Pull out every line of the data that contains the string "trunk".

## BEGIN DATA LISTING

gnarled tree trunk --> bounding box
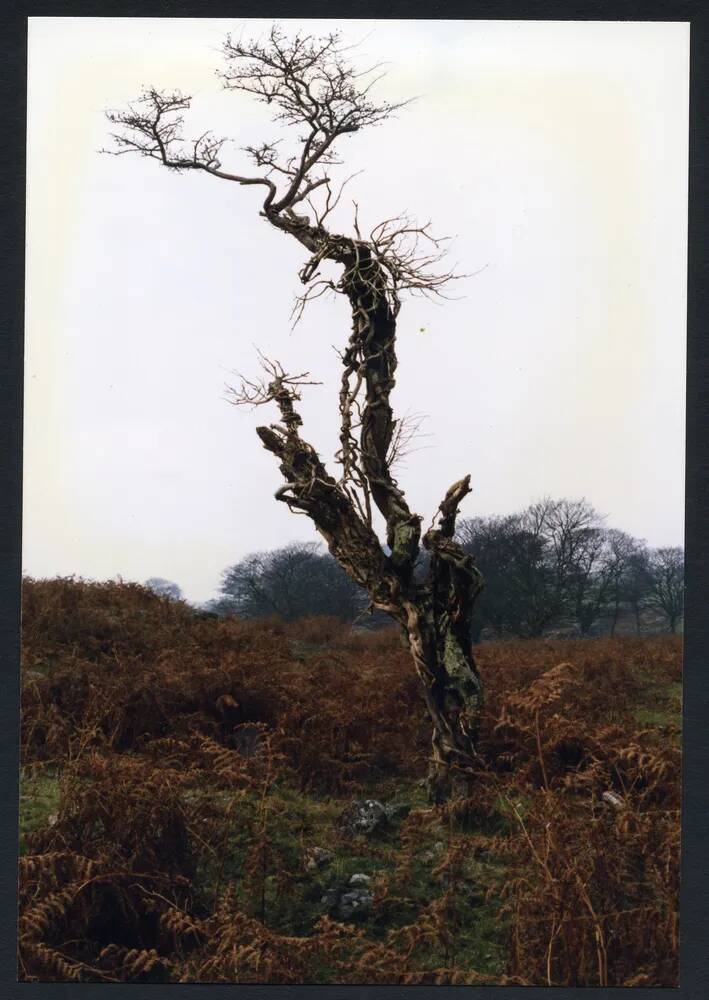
[108,27,482,801]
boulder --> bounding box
[338,799,389,837]
[305,847,334,872]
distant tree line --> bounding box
[459,499,684,639]
[194,498,684,641]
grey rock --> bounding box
[339,799,389,837]
[335,889,374,920]
[601,791,625,811]
[384,802,411,823]
[305,847,334,872]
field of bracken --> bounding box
[19,580,681,986]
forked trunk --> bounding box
[407,607,483,803]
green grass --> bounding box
[19,770,59,854]
[634,681,682,728]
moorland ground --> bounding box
[19,579,681,986]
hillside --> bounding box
[19,579,681,986]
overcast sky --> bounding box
[23,18,689,601]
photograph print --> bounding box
[18,17,689,987]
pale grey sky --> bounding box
[23,18,689,600]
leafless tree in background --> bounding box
[108,27,483,801]
[649,546,684,632]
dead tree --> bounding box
[108,27,483,801]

## END DATA LISTING

SOLUTION TO THIS PROBLEM:
gnarled tree trunk --> bounding box
forked trunk --> bounding box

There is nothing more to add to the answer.